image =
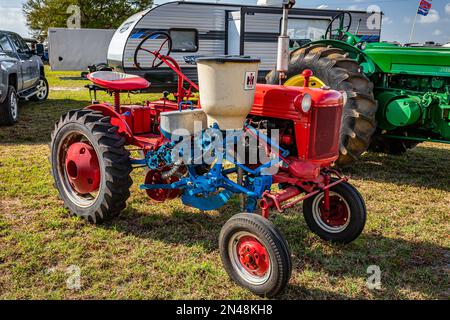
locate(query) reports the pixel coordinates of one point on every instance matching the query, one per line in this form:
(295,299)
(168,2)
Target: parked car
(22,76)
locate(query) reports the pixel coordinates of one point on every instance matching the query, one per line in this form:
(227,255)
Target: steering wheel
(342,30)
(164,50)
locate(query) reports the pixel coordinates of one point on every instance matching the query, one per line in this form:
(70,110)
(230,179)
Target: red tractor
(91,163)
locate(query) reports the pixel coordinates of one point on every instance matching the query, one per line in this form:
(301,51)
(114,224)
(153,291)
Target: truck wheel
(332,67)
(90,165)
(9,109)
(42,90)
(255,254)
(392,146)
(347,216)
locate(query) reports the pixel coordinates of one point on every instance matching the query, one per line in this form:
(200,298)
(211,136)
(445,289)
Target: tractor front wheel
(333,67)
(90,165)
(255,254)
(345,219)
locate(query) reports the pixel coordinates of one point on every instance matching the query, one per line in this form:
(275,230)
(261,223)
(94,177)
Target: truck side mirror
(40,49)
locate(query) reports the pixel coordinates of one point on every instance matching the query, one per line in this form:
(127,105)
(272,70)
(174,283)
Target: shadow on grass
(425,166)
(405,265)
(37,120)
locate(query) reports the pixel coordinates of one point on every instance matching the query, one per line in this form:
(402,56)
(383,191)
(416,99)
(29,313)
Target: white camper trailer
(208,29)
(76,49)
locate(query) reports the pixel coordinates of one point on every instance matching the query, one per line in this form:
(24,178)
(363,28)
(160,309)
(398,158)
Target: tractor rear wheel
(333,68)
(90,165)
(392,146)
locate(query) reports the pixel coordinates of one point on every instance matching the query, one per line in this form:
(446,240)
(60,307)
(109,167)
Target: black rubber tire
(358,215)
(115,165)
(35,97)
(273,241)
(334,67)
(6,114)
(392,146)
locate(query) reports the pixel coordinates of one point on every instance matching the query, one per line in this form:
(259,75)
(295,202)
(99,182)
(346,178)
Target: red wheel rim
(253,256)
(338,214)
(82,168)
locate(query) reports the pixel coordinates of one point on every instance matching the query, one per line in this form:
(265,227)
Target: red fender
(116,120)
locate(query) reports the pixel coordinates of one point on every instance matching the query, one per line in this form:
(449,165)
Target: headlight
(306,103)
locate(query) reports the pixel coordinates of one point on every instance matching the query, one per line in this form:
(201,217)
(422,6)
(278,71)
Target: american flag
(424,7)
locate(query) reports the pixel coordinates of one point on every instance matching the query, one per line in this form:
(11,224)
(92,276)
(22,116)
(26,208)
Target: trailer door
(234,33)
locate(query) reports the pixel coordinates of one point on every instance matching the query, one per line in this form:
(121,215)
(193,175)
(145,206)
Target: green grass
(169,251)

★ ★ ★ ★

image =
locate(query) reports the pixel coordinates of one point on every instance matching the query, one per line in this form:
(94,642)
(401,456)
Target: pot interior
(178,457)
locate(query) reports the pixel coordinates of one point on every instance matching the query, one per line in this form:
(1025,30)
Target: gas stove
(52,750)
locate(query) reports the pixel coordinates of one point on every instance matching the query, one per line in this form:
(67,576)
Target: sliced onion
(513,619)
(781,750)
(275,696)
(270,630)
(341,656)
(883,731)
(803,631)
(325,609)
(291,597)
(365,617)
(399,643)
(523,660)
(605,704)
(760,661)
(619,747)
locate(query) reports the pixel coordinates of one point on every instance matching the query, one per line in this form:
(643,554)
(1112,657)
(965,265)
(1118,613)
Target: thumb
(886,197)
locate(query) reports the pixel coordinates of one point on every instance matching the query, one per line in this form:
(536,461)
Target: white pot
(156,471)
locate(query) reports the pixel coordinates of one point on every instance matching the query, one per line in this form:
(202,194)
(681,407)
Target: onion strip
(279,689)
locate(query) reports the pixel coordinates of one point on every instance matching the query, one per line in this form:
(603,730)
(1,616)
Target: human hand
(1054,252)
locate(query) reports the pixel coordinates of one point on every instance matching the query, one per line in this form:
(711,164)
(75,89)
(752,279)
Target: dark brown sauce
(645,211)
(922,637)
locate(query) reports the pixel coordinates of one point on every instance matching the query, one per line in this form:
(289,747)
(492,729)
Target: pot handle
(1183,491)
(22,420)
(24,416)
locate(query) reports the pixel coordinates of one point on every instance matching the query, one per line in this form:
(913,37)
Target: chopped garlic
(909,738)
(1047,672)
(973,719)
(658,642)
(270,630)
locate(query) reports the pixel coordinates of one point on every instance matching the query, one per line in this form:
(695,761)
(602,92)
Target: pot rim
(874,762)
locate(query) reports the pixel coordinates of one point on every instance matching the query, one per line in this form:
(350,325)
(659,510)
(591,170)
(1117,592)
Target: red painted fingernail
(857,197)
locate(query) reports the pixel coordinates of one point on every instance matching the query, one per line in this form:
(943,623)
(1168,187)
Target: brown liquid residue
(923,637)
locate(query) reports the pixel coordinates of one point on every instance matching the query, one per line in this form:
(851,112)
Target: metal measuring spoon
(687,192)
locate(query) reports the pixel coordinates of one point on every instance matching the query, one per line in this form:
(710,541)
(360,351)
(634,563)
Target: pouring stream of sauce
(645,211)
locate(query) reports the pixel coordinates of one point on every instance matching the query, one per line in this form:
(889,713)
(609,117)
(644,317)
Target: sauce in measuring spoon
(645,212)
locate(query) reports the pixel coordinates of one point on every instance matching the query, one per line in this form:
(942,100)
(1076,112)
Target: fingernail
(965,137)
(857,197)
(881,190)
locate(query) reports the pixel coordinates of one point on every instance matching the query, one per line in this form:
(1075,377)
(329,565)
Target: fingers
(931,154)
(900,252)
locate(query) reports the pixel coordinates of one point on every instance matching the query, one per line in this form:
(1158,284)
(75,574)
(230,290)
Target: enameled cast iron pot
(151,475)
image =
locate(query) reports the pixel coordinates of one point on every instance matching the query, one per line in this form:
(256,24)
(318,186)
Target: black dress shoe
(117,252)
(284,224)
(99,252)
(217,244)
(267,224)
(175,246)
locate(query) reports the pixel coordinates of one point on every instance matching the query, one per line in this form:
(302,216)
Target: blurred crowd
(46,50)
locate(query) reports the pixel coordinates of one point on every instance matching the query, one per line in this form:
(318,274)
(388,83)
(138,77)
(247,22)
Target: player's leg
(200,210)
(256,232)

★ ★ ★ ★

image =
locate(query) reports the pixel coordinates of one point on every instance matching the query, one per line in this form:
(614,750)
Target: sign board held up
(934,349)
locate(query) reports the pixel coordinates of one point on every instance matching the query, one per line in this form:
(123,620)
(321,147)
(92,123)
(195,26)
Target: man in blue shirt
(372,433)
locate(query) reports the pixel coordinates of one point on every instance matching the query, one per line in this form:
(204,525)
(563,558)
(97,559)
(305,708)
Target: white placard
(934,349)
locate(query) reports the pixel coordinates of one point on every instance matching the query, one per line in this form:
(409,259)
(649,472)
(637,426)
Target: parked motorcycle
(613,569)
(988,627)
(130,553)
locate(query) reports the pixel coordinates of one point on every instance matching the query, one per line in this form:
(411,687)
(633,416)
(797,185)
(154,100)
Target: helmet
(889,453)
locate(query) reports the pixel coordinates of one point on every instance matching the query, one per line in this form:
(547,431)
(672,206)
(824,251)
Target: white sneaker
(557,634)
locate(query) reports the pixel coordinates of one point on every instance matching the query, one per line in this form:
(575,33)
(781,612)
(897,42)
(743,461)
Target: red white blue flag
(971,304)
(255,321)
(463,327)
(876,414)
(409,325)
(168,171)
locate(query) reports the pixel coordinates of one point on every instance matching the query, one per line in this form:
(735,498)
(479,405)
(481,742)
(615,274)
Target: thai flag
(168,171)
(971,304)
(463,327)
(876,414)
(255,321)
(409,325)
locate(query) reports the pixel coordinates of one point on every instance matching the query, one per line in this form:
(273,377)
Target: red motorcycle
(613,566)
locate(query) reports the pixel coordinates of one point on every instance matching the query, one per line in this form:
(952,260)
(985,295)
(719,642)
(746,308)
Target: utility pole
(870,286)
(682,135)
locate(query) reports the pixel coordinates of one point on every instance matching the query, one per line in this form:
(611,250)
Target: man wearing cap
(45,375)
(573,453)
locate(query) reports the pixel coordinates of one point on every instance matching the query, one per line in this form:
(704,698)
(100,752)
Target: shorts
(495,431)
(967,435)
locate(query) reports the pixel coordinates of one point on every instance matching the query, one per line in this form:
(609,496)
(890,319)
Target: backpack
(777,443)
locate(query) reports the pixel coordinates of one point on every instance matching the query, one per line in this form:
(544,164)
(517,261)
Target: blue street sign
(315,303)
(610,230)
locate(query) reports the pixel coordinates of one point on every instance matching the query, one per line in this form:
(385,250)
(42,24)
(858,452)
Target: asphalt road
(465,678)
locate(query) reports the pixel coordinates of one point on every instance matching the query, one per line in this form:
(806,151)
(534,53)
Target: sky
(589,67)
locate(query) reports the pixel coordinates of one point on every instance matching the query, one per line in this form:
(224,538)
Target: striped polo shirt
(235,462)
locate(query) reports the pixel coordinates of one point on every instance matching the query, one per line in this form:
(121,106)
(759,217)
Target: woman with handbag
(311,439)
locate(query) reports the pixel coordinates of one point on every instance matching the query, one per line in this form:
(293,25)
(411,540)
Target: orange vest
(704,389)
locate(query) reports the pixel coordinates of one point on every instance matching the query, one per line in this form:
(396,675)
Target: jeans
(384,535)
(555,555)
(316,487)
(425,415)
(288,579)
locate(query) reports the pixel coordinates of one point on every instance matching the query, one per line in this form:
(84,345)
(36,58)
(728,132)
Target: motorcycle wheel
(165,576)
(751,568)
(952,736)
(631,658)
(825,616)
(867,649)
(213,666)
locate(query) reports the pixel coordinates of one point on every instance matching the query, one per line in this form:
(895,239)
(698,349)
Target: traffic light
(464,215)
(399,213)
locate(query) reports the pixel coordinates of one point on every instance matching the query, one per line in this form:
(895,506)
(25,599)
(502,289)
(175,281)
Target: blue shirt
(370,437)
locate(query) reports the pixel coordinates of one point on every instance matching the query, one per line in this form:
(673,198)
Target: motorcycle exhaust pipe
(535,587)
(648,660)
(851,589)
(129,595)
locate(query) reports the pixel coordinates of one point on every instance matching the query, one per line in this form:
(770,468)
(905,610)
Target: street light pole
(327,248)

★ ★ ★ ★

**GOAL:**
Which lines of the material above contain the word "sauce"? Copy each one in full.

**TASK SOLUTION:**
Target: dark brown sauce
Target: pouring stream of sauce
Target: sauce in measuring spoon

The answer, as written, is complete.